The problem: Report, by copying it in full, each line of the rows below that contains the word "table". Treat the match as case-sensitive.

Stored data:
---+---

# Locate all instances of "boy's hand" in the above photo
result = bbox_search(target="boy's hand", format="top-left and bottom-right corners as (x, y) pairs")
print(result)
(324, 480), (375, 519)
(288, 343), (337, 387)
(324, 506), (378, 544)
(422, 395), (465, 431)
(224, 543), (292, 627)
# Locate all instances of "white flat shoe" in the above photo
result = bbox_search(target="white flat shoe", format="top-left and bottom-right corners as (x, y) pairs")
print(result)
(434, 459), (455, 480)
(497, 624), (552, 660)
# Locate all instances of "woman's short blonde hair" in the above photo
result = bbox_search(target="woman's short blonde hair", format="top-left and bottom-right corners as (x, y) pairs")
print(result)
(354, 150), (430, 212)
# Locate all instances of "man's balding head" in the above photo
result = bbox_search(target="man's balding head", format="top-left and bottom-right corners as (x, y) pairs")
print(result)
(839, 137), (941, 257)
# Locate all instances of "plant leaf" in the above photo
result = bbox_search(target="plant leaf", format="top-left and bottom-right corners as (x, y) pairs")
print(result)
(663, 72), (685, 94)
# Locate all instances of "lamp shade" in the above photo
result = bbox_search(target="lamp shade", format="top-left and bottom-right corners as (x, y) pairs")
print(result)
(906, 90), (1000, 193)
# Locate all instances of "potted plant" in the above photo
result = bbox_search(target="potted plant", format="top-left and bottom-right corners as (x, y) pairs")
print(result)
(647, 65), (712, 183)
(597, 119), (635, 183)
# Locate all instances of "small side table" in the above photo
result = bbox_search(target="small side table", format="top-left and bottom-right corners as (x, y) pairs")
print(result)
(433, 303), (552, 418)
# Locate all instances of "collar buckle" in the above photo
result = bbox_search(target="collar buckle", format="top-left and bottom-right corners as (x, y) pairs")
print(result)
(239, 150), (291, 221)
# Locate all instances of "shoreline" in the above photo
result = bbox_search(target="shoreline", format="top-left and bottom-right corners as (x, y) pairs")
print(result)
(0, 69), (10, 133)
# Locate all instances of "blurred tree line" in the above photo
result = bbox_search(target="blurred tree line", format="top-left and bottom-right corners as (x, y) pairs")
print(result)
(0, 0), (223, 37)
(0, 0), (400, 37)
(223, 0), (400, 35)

---+---

Exercise answer:
# Locate all instances of "small side table" in the above photo
result = bbox_search(target="small side table", format="top-left and bottom-right corners as (x, y) pairs")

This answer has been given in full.